» The problem
Report every line in the data below that contains the word "buffalo", copying each one in full. Case counts.

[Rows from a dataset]

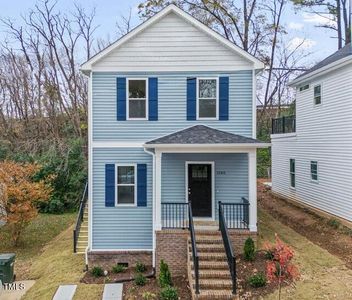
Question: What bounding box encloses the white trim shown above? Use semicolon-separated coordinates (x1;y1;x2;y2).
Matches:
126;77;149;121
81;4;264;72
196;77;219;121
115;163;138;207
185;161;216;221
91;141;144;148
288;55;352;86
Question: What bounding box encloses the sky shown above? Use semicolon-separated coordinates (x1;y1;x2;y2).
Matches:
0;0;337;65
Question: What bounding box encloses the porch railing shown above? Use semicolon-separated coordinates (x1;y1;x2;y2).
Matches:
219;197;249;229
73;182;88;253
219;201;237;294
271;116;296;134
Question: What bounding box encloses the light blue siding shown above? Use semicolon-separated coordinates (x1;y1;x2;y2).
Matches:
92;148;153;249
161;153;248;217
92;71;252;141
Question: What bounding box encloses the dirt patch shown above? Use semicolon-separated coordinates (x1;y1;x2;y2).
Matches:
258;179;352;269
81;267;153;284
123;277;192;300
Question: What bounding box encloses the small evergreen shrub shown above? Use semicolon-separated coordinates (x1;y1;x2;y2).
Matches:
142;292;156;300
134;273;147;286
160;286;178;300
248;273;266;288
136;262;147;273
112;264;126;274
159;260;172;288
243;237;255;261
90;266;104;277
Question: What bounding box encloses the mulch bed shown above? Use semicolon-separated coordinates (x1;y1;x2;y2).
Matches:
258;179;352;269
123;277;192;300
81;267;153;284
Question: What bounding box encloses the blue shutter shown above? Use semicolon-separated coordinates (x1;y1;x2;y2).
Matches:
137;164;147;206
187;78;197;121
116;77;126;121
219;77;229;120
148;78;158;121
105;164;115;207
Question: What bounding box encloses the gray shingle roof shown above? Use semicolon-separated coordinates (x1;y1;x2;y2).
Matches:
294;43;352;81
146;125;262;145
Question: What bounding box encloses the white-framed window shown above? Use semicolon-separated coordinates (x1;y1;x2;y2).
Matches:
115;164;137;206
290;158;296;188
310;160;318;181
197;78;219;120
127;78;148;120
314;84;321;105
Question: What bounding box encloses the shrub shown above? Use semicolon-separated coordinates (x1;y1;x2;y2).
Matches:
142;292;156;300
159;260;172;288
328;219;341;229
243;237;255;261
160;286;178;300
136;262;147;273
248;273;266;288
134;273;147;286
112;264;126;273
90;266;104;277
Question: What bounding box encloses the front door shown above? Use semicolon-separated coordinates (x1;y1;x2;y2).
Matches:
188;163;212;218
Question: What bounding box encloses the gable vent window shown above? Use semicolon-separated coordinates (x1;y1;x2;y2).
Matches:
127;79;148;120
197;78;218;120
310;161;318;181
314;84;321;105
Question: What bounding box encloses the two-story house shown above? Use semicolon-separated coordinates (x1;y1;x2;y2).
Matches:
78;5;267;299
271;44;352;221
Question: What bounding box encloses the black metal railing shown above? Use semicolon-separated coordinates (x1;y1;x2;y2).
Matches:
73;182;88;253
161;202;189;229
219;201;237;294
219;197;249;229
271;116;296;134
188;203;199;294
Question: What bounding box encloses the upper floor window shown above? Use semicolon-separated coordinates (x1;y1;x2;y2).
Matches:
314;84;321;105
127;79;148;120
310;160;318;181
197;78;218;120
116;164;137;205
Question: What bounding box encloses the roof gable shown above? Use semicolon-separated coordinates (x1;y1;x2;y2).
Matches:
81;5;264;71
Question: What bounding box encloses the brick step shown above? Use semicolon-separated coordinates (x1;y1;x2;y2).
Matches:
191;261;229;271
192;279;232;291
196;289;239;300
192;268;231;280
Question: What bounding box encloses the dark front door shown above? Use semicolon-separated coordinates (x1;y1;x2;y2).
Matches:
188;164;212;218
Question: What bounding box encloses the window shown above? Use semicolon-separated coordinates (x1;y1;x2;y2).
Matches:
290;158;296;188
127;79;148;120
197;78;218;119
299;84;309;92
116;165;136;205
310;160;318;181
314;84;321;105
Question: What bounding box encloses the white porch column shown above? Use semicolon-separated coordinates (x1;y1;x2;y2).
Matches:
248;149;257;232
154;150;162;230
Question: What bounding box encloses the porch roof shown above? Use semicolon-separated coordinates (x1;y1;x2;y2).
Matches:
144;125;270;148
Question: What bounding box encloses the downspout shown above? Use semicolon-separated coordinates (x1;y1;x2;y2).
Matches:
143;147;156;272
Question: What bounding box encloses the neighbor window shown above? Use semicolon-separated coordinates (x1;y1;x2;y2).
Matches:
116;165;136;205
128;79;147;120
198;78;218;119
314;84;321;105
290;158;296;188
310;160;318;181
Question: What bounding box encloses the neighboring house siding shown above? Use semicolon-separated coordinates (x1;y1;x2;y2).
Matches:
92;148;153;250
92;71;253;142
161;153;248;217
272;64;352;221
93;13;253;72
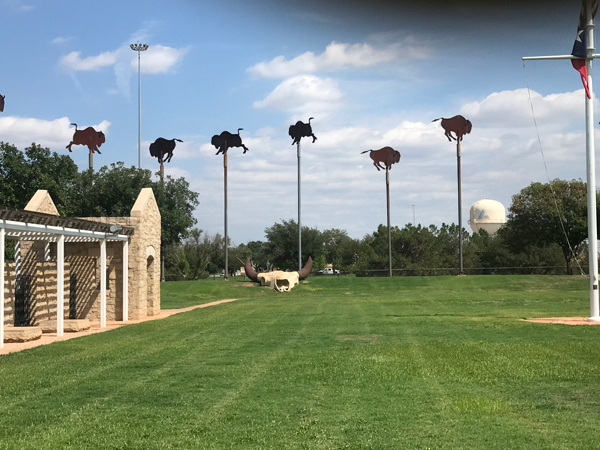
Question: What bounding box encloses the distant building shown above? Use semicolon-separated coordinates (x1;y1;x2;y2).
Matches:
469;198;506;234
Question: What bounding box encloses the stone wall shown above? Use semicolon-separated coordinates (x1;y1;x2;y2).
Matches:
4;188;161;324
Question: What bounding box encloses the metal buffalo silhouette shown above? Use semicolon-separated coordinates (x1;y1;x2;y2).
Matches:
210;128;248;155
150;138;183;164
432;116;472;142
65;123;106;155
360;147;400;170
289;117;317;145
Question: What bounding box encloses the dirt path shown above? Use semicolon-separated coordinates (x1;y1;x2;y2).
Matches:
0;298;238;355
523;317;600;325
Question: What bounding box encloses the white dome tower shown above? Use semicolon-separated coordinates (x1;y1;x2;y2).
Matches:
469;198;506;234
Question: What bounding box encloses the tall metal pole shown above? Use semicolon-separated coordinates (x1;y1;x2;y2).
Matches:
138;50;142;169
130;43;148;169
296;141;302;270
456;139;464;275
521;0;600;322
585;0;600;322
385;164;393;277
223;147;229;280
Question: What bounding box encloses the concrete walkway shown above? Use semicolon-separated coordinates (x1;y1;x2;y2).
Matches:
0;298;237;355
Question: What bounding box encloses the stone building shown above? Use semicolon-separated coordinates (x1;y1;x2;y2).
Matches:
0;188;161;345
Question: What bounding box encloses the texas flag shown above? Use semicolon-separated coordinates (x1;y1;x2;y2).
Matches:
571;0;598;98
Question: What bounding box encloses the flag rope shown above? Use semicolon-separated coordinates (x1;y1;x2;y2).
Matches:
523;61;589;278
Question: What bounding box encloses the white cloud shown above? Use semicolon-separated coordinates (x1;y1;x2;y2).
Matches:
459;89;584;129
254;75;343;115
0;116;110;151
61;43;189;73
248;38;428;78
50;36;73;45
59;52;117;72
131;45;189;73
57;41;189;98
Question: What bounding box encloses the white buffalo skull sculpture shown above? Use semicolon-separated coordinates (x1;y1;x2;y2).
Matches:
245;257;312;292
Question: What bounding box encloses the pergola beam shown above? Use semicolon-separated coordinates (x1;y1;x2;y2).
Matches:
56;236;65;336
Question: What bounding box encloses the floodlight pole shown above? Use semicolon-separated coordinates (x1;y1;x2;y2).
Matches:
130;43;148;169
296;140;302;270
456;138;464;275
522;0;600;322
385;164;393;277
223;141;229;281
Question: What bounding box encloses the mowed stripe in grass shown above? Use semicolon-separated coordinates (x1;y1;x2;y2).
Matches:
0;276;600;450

» Final answer
Question: What bounding box encloses the metal buffalo silhouette shown above? Use semicolon-separated coordinates (x1;y1;x2;y2).
Question: What bounding box encloses the white buffalo skull sculpture shown above? Use semicolon-separated coordinates (x1;y1;x2;y2).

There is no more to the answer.